*WHAT THIS EXERCISE ASKS*:
[1] According to the article on the Combat bar in Belleville, why does Combat invite comparison with the Mexican speakeasy Candelaria? Answer in one to three sentences.
[2] Based on the article about the Combat bar, decide whether each statement is true. Answer yes or no for each, and quote the words from the article that settle it.
(a) All three women behind the bar at Combat previously worked as bartenders at the Experimental Cocktail Club.
(b) La Commune is a bar that specializes in punch.
(c) Candelaria opened six years ago and has since closed.
[3] Extend the article about the Combat cocktail bar in Belleville from the point where it stops.

*EXTRACT PROVIDED*:
──────────────────────────────

Combat – the female bartenders conquering the Paris cocktail scene

Combat isn’t just the name of an area in northern Paris, it’s also a new bar, ready to attack the cocktail scene in this trendy district. Behind the bar, there are three young women, including two former bartenders from the Experimental Cocktail Club.

A few months ago, La Commune, a bar specializing in punch, opened the first chapter of the cocktail history in the northern Paris district of Belleville. It was a great concept and a hard act to follow. But a daring team has opened another bar in Belleville, just a few meters away, in an area which, until now, has catered mostly to wine lovers.

The new bar is named Combat, and it’s putting up a real fight, led by a young team from the famous Experimental Cocktail Club (ECC). One can’t help but see parallels with the successful Mexican speakeasy Candelaria, also founded by ECC alumni six years ago and still going strong. Let’s hope Combat sees similar success!

──────────────────────────────

*MATERIAL SUPPLIED*:
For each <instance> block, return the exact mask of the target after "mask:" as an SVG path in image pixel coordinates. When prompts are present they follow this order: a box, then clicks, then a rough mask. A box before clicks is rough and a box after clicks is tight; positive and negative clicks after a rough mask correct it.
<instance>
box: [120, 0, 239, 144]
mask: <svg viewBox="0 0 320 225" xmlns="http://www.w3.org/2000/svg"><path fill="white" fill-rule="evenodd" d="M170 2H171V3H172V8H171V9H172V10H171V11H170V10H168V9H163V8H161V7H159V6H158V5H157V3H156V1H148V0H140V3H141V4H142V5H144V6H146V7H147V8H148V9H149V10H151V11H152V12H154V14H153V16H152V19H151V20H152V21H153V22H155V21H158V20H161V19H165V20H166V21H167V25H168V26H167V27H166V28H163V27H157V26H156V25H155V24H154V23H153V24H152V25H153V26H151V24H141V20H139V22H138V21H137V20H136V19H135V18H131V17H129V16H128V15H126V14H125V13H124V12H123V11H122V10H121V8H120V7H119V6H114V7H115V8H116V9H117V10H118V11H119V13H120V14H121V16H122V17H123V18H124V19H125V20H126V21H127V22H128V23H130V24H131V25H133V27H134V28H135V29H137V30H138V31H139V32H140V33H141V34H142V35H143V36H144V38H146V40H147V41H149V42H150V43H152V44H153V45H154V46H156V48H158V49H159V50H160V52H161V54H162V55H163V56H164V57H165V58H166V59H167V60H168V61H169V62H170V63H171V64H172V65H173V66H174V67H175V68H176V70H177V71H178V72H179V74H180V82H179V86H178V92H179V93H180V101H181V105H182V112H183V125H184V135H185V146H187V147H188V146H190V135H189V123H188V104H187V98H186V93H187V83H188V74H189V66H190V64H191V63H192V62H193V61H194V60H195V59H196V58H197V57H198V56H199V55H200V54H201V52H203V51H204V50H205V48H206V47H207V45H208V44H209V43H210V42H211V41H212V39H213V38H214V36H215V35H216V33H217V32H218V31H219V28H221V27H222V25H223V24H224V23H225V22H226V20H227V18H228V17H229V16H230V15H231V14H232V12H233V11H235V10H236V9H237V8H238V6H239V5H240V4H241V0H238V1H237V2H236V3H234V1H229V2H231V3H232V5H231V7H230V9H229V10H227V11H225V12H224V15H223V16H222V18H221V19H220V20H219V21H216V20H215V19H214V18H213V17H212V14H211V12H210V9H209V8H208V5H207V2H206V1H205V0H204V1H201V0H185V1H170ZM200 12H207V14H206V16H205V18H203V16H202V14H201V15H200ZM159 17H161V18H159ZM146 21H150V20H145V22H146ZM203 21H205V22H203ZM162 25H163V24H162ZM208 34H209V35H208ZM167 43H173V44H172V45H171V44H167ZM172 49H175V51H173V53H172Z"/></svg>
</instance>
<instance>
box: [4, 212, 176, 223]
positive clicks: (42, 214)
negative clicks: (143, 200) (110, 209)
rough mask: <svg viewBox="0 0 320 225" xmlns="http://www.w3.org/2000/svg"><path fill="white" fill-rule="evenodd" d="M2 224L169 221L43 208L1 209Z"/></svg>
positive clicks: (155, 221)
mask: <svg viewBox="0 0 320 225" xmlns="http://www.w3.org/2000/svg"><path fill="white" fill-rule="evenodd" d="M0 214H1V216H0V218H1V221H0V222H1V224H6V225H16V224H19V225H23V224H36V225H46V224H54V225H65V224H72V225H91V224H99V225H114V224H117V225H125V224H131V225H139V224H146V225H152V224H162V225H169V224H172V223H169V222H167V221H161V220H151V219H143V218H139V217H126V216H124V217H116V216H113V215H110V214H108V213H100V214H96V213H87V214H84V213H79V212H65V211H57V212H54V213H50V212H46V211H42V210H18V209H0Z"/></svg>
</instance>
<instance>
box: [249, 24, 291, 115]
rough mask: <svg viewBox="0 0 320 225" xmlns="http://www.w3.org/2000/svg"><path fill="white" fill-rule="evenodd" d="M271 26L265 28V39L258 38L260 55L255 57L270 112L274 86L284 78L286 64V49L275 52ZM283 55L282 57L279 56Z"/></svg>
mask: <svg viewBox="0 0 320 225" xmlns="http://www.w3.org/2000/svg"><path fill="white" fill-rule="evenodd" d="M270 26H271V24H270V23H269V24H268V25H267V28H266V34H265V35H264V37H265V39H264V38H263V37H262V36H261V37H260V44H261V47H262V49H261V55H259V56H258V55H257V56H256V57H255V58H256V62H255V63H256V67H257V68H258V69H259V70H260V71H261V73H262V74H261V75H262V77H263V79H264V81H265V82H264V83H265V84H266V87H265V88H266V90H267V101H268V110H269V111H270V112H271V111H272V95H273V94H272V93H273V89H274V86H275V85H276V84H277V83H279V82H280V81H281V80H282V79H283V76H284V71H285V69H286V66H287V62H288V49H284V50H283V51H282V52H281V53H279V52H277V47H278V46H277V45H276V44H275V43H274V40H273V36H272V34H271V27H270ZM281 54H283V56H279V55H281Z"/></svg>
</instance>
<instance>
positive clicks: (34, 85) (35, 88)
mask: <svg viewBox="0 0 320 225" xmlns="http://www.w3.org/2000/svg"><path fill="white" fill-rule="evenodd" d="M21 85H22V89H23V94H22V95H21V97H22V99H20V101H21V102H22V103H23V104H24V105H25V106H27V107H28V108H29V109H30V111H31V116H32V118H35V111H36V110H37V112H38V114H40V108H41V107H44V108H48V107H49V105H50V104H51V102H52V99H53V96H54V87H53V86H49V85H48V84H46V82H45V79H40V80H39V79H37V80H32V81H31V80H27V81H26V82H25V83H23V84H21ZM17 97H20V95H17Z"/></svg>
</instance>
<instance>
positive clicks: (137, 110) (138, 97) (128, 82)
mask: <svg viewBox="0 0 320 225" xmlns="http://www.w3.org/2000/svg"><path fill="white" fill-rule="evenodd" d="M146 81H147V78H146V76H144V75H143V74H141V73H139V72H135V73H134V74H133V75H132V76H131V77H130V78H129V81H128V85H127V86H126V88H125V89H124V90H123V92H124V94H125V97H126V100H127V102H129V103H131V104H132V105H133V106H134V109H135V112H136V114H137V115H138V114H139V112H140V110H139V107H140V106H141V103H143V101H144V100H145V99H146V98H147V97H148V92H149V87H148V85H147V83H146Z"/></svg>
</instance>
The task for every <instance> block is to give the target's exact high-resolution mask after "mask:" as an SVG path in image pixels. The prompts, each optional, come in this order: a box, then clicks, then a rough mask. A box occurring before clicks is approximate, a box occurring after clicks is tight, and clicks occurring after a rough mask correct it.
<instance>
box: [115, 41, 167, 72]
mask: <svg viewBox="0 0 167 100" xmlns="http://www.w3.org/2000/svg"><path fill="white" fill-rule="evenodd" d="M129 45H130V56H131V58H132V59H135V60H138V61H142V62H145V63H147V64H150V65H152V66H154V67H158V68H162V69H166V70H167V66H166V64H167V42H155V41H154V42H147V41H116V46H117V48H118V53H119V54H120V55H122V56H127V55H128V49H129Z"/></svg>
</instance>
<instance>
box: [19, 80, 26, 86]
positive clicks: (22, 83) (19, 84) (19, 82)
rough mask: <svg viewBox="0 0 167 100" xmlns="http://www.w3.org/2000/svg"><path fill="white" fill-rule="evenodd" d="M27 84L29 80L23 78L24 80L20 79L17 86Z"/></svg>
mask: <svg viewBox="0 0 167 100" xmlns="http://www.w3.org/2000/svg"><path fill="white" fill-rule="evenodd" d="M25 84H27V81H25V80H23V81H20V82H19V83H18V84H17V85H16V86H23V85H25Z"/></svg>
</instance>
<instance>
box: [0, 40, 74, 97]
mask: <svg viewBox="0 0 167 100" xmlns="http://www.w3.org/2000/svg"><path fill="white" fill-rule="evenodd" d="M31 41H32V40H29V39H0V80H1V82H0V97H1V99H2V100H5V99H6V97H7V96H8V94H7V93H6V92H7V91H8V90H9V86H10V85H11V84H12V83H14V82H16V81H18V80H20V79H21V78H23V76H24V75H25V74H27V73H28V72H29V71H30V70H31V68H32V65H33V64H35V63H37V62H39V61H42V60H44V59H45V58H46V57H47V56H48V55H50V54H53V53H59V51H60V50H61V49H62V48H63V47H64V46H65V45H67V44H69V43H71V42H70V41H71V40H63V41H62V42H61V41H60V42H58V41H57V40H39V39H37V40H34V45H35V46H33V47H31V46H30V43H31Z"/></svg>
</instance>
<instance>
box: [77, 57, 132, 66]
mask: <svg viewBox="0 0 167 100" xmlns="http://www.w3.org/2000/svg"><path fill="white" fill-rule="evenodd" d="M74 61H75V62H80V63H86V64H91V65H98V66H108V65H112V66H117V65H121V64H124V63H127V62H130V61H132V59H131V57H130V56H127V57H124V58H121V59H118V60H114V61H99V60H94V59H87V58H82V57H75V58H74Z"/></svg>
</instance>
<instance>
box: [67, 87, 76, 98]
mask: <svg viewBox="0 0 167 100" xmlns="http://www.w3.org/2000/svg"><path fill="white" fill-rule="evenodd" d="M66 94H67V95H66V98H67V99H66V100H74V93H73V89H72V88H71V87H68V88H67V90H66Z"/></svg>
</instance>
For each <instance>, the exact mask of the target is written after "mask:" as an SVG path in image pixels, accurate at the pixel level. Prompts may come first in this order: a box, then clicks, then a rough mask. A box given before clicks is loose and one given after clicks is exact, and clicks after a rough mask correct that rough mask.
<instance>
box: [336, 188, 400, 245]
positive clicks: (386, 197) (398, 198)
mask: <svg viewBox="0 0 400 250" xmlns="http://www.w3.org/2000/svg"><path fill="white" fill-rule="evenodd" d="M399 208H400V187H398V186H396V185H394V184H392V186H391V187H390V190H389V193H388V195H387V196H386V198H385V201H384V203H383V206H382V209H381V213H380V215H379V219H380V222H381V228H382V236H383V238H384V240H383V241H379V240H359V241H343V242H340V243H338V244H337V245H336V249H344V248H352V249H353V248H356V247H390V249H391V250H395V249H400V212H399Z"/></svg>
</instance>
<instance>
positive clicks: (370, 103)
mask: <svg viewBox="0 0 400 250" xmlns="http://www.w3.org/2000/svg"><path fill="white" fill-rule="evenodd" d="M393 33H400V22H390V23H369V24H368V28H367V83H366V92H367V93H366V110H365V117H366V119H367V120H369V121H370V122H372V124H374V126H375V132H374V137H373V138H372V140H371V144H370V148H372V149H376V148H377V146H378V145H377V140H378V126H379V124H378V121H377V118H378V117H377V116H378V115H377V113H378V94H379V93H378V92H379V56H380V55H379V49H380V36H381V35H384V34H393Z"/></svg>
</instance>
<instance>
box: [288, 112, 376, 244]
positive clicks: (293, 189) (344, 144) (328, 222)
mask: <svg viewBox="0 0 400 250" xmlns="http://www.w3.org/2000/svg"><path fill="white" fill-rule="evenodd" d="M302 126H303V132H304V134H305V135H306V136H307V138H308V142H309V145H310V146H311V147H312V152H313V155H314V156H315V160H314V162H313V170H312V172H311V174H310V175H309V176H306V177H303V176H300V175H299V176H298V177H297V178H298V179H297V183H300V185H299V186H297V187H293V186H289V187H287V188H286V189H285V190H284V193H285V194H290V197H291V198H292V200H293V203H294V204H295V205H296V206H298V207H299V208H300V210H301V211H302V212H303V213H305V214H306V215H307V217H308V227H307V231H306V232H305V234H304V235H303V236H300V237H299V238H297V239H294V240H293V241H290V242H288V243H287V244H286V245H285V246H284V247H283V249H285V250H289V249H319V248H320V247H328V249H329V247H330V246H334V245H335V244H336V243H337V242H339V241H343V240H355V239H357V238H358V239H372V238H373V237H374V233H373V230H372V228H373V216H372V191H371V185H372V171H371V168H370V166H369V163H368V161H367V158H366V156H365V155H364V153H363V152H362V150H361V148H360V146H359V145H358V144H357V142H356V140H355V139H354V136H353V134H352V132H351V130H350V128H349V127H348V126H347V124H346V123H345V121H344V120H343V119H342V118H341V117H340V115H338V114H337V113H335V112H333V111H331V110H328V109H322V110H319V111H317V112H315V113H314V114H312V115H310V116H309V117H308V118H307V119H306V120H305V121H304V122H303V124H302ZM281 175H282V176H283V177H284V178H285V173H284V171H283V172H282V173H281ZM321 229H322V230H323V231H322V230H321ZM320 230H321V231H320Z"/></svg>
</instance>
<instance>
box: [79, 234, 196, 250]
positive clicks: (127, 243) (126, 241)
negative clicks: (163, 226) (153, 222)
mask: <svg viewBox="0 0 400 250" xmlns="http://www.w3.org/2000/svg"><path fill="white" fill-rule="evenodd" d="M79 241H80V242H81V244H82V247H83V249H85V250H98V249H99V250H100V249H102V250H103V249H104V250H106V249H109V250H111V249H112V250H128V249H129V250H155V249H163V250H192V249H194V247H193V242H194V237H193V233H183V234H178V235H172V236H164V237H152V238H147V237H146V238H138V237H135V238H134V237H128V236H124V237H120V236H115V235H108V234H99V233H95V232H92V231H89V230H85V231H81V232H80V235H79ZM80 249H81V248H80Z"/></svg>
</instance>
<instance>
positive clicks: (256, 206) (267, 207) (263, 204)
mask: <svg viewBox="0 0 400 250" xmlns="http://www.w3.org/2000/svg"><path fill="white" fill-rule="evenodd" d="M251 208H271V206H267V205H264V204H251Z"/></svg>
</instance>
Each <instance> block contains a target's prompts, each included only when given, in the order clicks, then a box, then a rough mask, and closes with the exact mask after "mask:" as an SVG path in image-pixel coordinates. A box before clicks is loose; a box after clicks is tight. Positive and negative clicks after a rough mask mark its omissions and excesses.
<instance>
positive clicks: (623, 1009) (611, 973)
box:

──────────────────────────────

*RESULTS FOR EACH TASK*:
[1] Combat was founded by a young team from the Experimental Cocktail Club, and Candelaria was also founded by ECC alumni six years ago. That shared origin is why the article sees parallels between the two.

[2]
(a) No: "three young women, including two former bartenders from the Experimental Cocktail Club."
(b) Yes: "La Commune, a bar specializing in punch."
(c) No: "founded by ECC alumni six years ago and still going strong."

[3]
Combat bar: From female duo to a quartet of mixology experts

The story of Combat began in 2012 when the two young founders, Elena Schmitt and Margot Lecarpentier, met together in New York City. There was an instant friendship “thunderbolt” which made them want to quickly set up a project around their shared passions: good drink and good food.

Schmitt was in the Big Apple to boost her CV through apprenticeships in finance and marketing. Thanks to her family, this budding businesswoman already had a strong taste for wine. Lecarpentier, a master of law, worked for some big New York record labels, managing artists like The Strokes and Asap Rocky. Thanks to her bartender boyfriend, she discovered the world of cocktails and worked shifts in the Standard Hotel and The Wayland. When both came back to Paris in 2014, Schmitt was working at a small consulting startup and Lecarpentier, after a fruitless job hunt in the music industry, began working behind the bar at ECC, alongside the head bartender Gladys Gublin and Maxime Potfer.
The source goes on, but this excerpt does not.